▶ _EXERCISE_:
Under this task are some entries; return every one of them exactly.

▶ _SOURCE RECORDS_:
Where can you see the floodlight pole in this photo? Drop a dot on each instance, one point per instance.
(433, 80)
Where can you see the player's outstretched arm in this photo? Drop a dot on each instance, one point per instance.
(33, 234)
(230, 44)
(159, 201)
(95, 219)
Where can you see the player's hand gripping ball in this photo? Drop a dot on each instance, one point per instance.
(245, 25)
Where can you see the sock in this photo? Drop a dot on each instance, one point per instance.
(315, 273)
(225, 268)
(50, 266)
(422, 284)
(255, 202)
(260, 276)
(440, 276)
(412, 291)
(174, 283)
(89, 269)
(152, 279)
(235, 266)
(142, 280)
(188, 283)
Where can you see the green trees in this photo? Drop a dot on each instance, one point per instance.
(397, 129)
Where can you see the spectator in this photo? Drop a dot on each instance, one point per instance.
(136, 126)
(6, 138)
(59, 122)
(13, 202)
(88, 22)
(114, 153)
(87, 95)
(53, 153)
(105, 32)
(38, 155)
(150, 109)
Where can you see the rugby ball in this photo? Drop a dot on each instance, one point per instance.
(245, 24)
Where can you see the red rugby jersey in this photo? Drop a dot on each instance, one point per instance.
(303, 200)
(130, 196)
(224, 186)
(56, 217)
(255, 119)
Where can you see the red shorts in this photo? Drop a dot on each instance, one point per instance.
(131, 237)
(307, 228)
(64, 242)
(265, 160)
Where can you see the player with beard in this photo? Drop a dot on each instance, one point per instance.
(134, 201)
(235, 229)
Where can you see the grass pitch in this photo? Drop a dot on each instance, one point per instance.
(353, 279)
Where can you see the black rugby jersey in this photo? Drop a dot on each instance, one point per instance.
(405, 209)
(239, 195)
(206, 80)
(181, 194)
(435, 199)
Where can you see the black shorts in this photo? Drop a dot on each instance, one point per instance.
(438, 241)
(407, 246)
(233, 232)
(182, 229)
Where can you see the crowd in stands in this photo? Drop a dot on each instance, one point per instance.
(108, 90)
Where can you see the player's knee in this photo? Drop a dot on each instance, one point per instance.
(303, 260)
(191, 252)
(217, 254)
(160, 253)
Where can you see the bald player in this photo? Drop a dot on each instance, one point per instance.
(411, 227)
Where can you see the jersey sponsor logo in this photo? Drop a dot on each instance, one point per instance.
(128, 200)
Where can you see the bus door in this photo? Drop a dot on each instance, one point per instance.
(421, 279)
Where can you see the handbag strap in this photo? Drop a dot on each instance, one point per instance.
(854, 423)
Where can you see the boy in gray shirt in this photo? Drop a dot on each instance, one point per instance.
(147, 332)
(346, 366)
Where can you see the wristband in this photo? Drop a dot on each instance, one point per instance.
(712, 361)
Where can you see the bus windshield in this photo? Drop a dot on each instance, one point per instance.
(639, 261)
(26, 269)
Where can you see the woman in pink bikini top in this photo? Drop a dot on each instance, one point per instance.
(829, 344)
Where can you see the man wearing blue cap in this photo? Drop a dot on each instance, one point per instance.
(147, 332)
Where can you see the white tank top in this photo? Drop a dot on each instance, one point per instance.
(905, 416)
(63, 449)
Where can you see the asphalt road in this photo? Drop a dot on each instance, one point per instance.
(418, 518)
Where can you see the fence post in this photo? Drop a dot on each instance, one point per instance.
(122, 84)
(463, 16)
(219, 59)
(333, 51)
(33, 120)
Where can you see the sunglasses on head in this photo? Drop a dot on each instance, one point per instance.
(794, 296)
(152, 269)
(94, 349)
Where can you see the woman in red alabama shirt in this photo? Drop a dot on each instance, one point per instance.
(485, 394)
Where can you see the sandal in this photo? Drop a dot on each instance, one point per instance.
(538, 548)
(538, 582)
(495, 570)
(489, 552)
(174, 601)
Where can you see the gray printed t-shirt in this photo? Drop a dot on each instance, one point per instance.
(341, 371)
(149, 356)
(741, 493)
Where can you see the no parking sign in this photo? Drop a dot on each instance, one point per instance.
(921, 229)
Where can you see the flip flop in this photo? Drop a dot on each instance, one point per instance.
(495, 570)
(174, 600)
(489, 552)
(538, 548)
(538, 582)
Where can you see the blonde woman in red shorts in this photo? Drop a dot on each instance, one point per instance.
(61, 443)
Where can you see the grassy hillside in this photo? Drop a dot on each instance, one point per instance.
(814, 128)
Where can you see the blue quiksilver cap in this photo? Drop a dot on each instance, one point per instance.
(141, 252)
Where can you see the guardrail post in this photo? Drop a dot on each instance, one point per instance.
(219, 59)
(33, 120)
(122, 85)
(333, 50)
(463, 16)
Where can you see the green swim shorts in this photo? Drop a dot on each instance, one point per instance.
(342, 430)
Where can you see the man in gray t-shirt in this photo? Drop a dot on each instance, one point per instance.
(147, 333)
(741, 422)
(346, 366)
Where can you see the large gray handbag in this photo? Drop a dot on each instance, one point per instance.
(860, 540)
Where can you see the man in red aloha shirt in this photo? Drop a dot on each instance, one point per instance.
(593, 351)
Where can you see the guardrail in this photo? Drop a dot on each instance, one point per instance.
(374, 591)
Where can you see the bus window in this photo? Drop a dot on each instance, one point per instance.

▶ _TASK RESULT_:
Where can you see the floodlight pole in this photo? Drop a dot on each instance, one point per instance.
(433, 80)
Where can you see the player's outstretched arm in this photo? Drop a dot on each instance, one point per instance.
(33, 234)
(230, 44)
(159, 201)
(95, 219)
Where can you see the player's hand gripping ball in this photo? Drop a dot on each instance, one point per instance.
(245, 25)
Where can you see the sock in this photo? Drop a dot on each instance, one point per instance.
(315, 273)
(225, 268)
(50, 266)
(422, 284)
(255, 202)
(260, 276)
(440, 276)
(412, 291)
(174, 283)
(89, 269)
(152, 279)
(235, 266)
(142, 280)
(188, 283)
Where can you see the green trees in this photo? Drop a dot on each instance, one point per instance.
(397, 129)
Where can you see the spectator in this photo? Drop a dot on each instance, one point per instance.
(136, 126)
(6, 138)
(59, 122)
(13, 202)
(88, 22)
(114, 153)
(87, 95)
(53, 153)
(105, 32)
(38, 155)
(150, 109)
Where can you see the rugby ball in this photo? Drop a dot on each instance, one point per instance.
(245, 24)
Where can you see the red rugby jersey in this photo? Drop a dot on each instance, one point per instance.
(303, 200)
(130, 196)
(224, 186)
(56, 217)
(255, 119)
Where can you see the red shorts in this photo? Drop a dot on each instance, one point per instance.
(131, 237)
(307, 228)
(64, 242)
(265, 160)
Where can you see the player with beard in this photo? Drop a dot on each instance, one point per instance.
(134, 201)
(235, 229)
Where can you see the grass pitch in this photo? Drop a dot on each instance, one point per instance.
(353, 279)
Where can you see the black rugby jersey in this photo? Drop a dot on each instance, one point per instance.
(405, 209)
(239, 195)
(206, 80)
(181, 194)
(435, 199)
Where can you see the black shorts in this photo? Drop a dot on each instance, one point per instance.
(438, 241)
(407, 246)
(233, 232)
(182, 229)
Where can you see the crowd in stands in this photo? Drop a dot on each instance, one point per instance.
(108, 90)
Where can you see the player's knee in this photo? Drop a dot on each instance, one point per instance.
(303, 260)
(191, 252)
(217, 254)
(160, 253)
Where can you see the bald player in this photo? Drop a dot on each instance, one point per instance.
(411, 227)
Where can you see the jersey sponsor logo in this photo? Drop a dot on each instance, one point per instance.
(128, 200)
Where can you see the bus door in this photo? Drop a dot on each instance, one point per instance.
(421, 279)
Where can you see the handbag strap in this photo? Drop a dot on each instance, one point per instance.
(854, 423)
Where can you see the boy in gray shirt in this photo? Drop a dot on each instance, one point per instance.
(147, 332)
(346, 366)
Where can you see the wristband in this photo? Drop a dot on each instance, one point per instance.
(712, 361)
Where can you see the bus windshield in this photo? Drop a dot on each instance, one point per instance.
(639, 261)
(26, 269)
Where can you see the woman in pink bikini top in this photo? Drop a dot on each instance, one point per instance.
(829, 344)
Where can you see the man wearing blue cap in this photo? Drop a dot on each instance, one point per instance.
(147, 332)
Where can you see the white tank top in this photo? Drop a dot on each instance, one point per instance.
(905, 416)
(63, 449)
Where can you see the asphalt road in this photo? Drop a dot on each instance, one point per instance.
(418, 518)
Where can you see the fence post in this photo? Drop a dot on each instance, one point per instance.
(122, 84)
(463, 16)
(219, 59)
(333, 51)
(33, 120)
Where can you see the sunglasses on head in this photo? Drop a dot on each instance, one point per instance.
(794, 296)
(152, 269)
(94, 349)
Where can you see the woman in red alabama shirt in this photo? Drop a dot on each instance, one point per instance.
(485, 394)
Where can you see the sandal in this photo? Drop a dot on each instance, one point per instance.
(538, 548)
(538, 582)
(495, 570)
(489, 552)
(174, 601)
Where can you see the gray printed t-shirt in this photo? Drop a dot on each instance, one point per instance.
(341, 371)
(149, 356)
(741, 493)
Where can you see the no parking sign in this photo? Drop a dot on each instance, one point per instance.
(921, 229)
Where can you see the flip flop in this photo? Drop a dot on each instance, one point per instance.
(495, 570)
(174, 600)
(489, 552)
(538, 548)
(538, 582)
Where can you see the blonde woman in red shorts in this photo? Drop a dot on each instance, one point per instance.
(61, 443)
Where can you see the grassy hillside in this photo? Drop a dot on each instance, one point per instance.
(814, 128)
Where can you see the blue quiksilver cap in this photo? Drop a dot on each instance, one point per instance.
(141, 252)
Where can you see the guardrail post in this photo? Drop a dot on each instance, one point per instance.
(219, 59)
(33, 120)
(122, 85)
(333, 50)
(463, 16)
Where can you see the green swim shorts in this photo? Drop a dot on each instance, one point per instance.
(342, 430)
Where can you see the man in gray t-shirt in this photo? Drop a dot on each instance, one point per instance.
(147, 333)
(741, 422)
(346, 366)
Where can you see the large gray handbag in this photo? Drop a dot on each instance, one point per instance.
(860, 540)
Where can you see the man in red aloha shirt in this photo? Drop a dot on each instance, one point per instance.
(593, 351)
Where can you see the guardrail in this photo? Drop a dot on each instance, one point per instance.
(374, 591)
Where can you see the bus window in this photo? Drop a dot on each instance, one point per instance.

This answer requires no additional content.